(WHAT THE TASK REQUIRES) Your reply should be the records below, duplicated exactly, with any picture removed.

(EXERCISE INPUTS)
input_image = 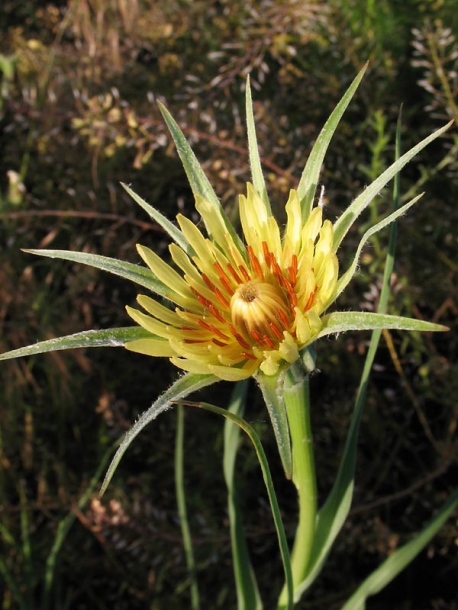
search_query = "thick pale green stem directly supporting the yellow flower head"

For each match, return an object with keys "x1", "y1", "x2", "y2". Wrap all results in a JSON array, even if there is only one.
[{"x1": 278, "y1": 364, "x2": 317, "y2": 609}]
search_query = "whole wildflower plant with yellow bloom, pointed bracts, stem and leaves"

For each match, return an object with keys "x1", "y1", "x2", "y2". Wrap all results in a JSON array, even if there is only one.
[{"x1": 0, "y1": 66, "x2": 458, "y2": 610}]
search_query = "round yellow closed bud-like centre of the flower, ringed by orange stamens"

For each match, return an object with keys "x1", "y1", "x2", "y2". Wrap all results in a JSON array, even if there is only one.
[{"x1": 230, "y1": 280, "x2": 292, "y2": 349}]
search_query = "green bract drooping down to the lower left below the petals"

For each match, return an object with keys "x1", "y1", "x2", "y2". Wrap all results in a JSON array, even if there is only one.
[{"x1": 100, "y1": 373, "x2": 219, "y2": 496}]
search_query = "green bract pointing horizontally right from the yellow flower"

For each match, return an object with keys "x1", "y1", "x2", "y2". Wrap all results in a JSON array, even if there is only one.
[{"x1": 318, "y1": 311, "x2": 448, "y2": 338}]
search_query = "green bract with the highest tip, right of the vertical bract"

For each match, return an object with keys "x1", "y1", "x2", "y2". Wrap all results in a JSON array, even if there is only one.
[{"x1": 297, "y1": 63, "x2": 369, "y2": 222}]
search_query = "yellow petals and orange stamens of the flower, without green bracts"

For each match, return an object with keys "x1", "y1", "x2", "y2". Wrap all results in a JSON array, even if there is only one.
[{"x1": 126, "y1": 184, "x2": 338, "y2": 381}]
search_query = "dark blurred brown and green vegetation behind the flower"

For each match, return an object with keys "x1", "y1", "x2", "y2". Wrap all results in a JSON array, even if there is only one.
[{"x1": 0, "y1": 0, "x2": 458, "y2": 610}]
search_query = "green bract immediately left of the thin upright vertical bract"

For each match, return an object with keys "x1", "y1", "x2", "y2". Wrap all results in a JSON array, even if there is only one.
[{"x1": 158, "y1": 102, "x2": 245, "y2": 252}]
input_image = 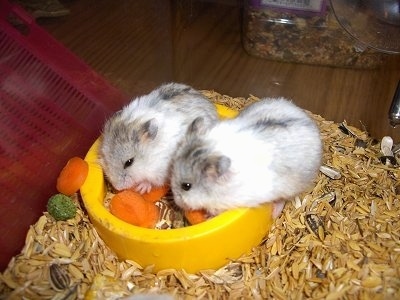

(REPLY TO THE EXERCISE)
input_image = 
search_query = "thick pale green stem directly supporting the yellow flower head"

For each match, return an object with keys "x1", "y1", "x2", "y2". Wrap all results in a JSON array, even if there is only one.
[{"x1": 278, "y1": 364, "x2": 317, "y2": 609}]
search_query = "whole wildflower plant with yellow bloom, pointed bracts, stem and leaves"

For each match, return an object with keys "x1", "y1", "x2", "y2". Wrap all results in a JSON array, even if there is only one.
[{"x1": 0, "y1": 66, "x2": 458, "y2": 610}]
search_query = "round yellow closed bud-like centre of the flower, ringed by orange stamens"

For each match, return an object with keys "x1", "y1", "x2", "y2". Wrap all results in a JSON array, even if there is only one.
[{"x1": 230, "y1": 280, "x2": 292, "y2": 349}]
search_query = "green bract drooping down to the lower left below the petals"

For each match, return an object with keys "x1", "y1", "x2", "y2". Wrap all results in a JSON array, even if there is only one.
[{"x1": 100, "y1": 373, "x2": 219, "y2": 496}]
search_query = "green bract pointing horizontally right from the yellow flower"

For each match, return an object with keys "x1", "y1", "x2", "y2". Wrap all results in a JSON array, even if there is only one.
[{"x1": 318, "y1": 311, "x2": 448, "y2": 338}]
search_query = "green bract with the highest tip, right of the vertical bract"

For each match, return an object with keys "x1", "y1", "x2", "y2". Wrap all results in a JSON array, even if there is only one.
[{"x1": 297, "y1": 63, "x2": 369, "y2": 222}]
search_query = "yellow petals and orange stamens of the flower, without green bracts"

For each match, return an object with keys "x1", "y1", "x2", "y2". Wrap all results in a JSON array, even if there is only one.
[{"x1": 126, "y1": 184, "x2": 338, "y2": 381}]
search_query = "dark blurred brown and green vegetation behind the flower"

For each match, return an object with keys "x1", "y1", "x2", "y2". Wrap all results in a JSON array, even if there is only one.
[{"x1": 0, "y1": 0, "x2": 458, "y2": 610}]
search_query = "green bract immediately left of the thin upright vertical bract"

For each match, return an object with keys "x1", "y1", "x2", "y2". Wrap all results in a JSON array, even if there is only one.
[{"x1": 158, "y1": 102, "x2": 245, "y2": 252}]
input_image = 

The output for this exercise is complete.